### Written task A
In the interview about the VR piece QUEER UTOPIA: ACT 1 CRUISING, what did LA feel when the team tested the first prototype?
### Written task B
Write what comes next in the interview about the VR piece QUEER UTOPIA: ACT 1 CRUISING, starting after its final sentence.

### Source extract
But in a way, these concepts – these stylistic gestures and everything that is behind the investigation – are there. We have a few scenes, for example, where the user has to look through cracks or push walls. Those gestures, they’re filled with meaning for us, and are the materializing of the concepts that are behind my investigation about essay films. There are superficial layers in traditional storytelling that everybody can relate to, but there are a few deeper layers in the piece that are coming from this research.
Falling down the walls
KC: That moment where you push the walls and they fall down – ironically, I felt at that moment actually less secure than when the walls were there. I felt like I was going to fall. And I thought, it was so interesting, because you would think the idea of breaking the walls down is making me free, but it actually makes me feel like I’m on the precipice. Was that what you were just saying about this other layer?
LA: The first time we prototyped QUEER UTOPIA: ACT 1 CRUISING, you were supposed to feel closer to the character, to the history right now. But then, when we tested it, I also felt vertigo, and I started thinking about it.
There, you have this character talking to you, regarding the audience more as a non-queer person. It was important to build this bridge between queer author, non-queer audiences. The process of breaking up your prejudice and getting closer to something that is way different from your reality – it can feel less secure in a way. For the emotional journey that the user goes through in the piece, it ended up being well-placed.
KC: You mentioned you can use tools in VR as ways to reflect certain feelings or things that you would get in an essay film. In this piece, you’re able to convey a feeling in a very visual way that doesn’t need to be spoken. Like the moments where the main character’s being turns red when he starts to feel emotions and anger.
LA: Yes, the emotional map and the journey were very important to us.
[Michael, our developer, and I] worked together trying to come up with ways of [capturing] those things. One of my favorite parts of using interactivity in VR to convey something is in the final part. The character vanishes away and just particles that have been present there in all of the bodies of the narrative… his body that is made of memories, made of particles is transported to the person’s hands and they keep playing with it. It transforms the viewer now that they know the story in a vector of his most of these memories. They’re like a guardian of his memories and they can hold them…They can create a history with them.

About the architecture of a narrative piece
KC: Clearly QUEER UTOPIA: ACT 1 CRUISING is architecturally related. It is also an aspect of VR that you cannot necessarily capture in film, because in VR you’re building boxes, you’re building scenes, you’re building worlds.

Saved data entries
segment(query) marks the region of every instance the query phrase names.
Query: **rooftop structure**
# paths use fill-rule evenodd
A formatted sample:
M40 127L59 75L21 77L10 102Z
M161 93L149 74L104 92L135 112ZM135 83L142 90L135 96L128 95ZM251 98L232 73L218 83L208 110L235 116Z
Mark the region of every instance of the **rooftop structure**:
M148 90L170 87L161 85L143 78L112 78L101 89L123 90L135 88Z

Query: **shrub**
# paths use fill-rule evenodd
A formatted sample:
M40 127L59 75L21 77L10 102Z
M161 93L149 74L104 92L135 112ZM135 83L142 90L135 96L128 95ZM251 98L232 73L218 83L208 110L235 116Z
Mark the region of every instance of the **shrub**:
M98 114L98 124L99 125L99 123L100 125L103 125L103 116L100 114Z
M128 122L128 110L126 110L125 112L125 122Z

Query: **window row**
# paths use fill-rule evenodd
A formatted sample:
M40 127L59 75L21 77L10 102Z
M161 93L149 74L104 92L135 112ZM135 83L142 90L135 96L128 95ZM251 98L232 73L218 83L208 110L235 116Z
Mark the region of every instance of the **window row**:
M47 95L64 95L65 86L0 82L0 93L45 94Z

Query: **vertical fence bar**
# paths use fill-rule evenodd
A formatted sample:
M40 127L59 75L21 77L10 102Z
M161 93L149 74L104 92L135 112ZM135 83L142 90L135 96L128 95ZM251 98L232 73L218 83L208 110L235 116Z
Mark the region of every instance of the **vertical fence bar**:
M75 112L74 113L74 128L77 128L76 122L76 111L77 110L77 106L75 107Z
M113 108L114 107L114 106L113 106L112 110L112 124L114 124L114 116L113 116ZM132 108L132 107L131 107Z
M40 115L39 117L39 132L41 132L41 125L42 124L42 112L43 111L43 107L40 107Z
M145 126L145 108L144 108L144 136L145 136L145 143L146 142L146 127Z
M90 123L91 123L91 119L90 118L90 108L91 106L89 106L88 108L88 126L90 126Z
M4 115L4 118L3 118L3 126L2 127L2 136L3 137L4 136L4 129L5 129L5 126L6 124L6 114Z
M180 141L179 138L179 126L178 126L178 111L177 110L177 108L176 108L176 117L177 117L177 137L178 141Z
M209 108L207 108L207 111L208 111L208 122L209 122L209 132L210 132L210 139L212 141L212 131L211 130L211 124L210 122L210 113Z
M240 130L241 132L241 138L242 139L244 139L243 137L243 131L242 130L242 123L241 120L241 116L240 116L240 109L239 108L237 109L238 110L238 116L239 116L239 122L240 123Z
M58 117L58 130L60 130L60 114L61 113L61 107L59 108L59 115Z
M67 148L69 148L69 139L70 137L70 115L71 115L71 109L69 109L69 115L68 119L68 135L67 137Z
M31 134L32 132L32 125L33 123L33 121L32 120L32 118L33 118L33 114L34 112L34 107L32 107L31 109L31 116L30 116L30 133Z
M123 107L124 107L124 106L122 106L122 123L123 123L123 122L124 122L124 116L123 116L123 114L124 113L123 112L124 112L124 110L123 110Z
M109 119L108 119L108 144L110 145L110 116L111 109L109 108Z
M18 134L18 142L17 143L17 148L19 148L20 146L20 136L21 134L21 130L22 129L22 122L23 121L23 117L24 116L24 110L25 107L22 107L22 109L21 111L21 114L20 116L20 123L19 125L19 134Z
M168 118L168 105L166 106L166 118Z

### Output A
LA felt vertigo.

### Output B
LA: The spaces in this narrative were very, very important; they were almost like characters. The first thing is the beautiful apartment of this very proper elderman. But then, when you look at his history, you’re transported back to the places of margin he used to inhabit. Since we’re talking about cruising, the space is very important, how cruising is shaped by its space and architecture. We wanted to play a bit with this, but when it comes to the world-making for us, it was very important that it also felt performative. So it wasn’t just building a place that would resemble a cruising space, but also how we could expand its meaning. This is something I really love about the piece, because it really feels like this speculative, performative way of thinking about memory.
I believe in virtual reality, world-making is very important. But I believe being able to present your world in a way that strengthens the narrative in your piece is as important.
KC: You conceived it, for accessibility reasons, as a queer person speaking to a non-queer person. I’m curious about that choice?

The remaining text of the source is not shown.